-- Requirement --
Copy the lines below that contain "stone".

(Records contained in a dataset)

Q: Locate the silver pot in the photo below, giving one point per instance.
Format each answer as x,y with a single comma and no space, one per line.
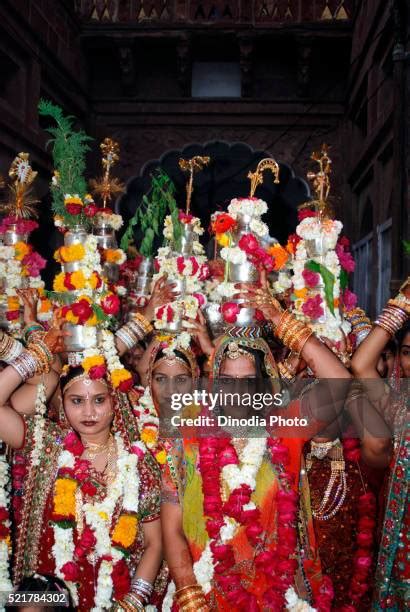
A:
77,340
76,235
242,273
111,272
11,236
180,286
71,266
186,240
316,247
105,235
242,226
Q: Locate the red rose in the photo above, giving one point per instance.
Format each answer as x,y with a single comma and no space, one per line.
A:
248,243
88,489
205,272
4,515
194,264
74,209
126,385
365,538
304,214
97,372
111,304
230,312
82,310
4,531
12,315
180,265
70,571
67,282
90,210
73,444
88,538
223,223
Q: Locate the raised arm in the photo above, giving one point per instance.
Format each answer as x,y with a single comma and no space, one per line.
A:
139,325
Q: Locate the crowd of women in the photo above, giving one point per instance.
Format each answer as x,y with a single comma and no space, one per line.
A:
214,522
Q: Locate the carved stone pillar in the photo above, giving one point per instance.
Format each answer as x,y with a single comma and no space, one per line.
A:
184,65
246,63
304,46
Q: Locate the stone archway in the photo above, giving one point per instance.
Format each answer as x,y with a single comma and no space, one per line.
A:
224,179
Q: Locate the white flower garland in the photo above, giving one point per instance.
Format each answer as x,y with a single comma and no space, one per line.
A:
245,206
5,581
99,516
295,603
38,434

-- Written response --
Q: Locate the carved stone pillar in the photo above, giving one point per instance.
Q: Locate the stone archway in the photo above, giving one point per instance.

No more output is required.